=== Instructions to follow ===
Repeat the lines below verbatim, in their original order and without any changes.

=== Data supplied ===
════════════════
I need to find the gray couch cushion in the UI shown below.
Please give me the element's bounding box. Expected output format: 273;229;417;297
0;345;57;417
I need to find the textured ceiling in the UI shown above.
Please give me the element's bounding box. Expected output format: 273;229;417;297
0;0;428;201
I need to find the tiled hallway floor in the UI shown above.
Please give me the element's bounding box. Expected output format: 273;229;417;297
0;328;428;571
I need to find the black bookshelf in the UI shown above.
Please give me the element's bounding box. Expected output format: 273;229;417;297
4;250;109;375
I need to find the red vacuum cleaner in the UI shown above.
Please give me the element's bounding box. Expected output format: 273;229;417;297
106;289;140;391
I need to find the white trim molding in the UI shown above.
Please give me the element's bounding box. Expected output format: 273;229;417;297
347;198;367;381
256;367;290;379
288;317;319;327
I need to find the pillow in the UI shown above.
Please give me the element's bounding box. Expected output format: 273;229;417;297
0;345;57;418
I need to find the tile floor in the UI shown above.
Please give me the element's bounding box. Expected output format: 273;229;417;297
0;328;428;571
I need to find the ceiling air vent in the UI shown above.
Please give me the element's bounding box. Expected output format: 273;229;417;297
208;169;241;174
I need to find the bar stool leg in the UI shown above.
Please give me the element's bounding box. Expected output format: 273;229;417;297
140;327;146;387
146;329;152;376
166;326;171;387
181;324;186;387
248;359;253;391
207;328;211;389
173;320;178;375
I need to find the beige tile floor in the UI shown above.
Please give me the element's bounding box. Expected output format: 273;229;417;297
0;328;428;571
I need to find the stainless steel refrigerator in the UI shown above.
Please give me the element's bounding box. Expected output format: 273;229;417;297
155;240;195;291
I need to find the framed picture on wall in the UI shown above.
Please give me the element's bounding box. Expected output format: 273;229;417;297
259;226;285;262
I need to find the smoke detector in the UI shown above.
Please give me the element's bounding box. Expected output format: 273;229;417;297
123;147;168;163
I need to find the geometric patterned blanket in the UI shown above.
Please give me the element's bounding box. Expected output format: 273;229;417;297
════════════════
=== Response for this exercise ===
I need to find the gray couch cushion in the UI shown below.
Please give me the element's bounding box. Expected output format: 273;229;417;297
0;345;57;417
I need to find the textured ceiling in the UI shown above.
Please give me the element's bounding box. Expected output format: 273;229;417;297
0;0;428;201
I need to find the tiled hallway floor in the UI shown above.
Please give me the element's bounding box. Expected output format: 273;229;417;297
0;328;428;571
I need to find the black bookshelf in the UI shown above.
Please give me the element's bounding box. Expected output format: 273;229;417;297
4;250;109;375
I need to find the red vacuum cleaner in the UI shown above.
Please give me the element's bounding box. Expected output format: 273;229;417;297
106;289;140;391
I need to find the white trim molding in the UI shown above.
Please give me the element's bounding box. Expected output format: 273;229;417;297
347;198;367;381
256;367;290;379
288;317;319;327
I need to find the pillow in the UI shown above.
Please give me the element's bounding box. Expected output format: 273;229;417;297
0;345;57;418
I need to find the tile floor in the UI shown above.
Please give me the element's bounding box. Expected output format: 273;229;417;297
0;328;428;571
I need to find the ceiling air vent in the UI shown above.
Please give me the element's bounding box. Expected output format: 273;229;417;297
208;169;241;174
I need to find the bar stool leg in the UI shown above.
Please give me the element's bounding box. Expected output format: 273;229;417;297
140;327;146;387
146;329;152;376
166;326;171;387
181;324;186;387
248;359;253;391
207;328;211;389
173;320;178;375
I need to find the beige tile floor in the UI shown above.
Please give me the element's bounding box. Expected output format: 273;229;417;297
0;328;428;571
I need to find the stainless steel refrigerator in the UI shown above.
Please give me the element's bounding box. Expected output format: 273;229;417;297
155;240;195;291
I need to find the framed picture on wall in the UI shown above.
Please give me the element's bounding box. Expected output format: 273;229;417;297
259;226;285;262
I need to find the smoke detector in the UI shown above.
Please give me the element's bounding box. Expected output format: 273;229;417;297
123;147;168;163
I need to find the geometric patterned blanket in the UI shown above.
Please give me the element's bounding box. Expected output format: 273;229;417;297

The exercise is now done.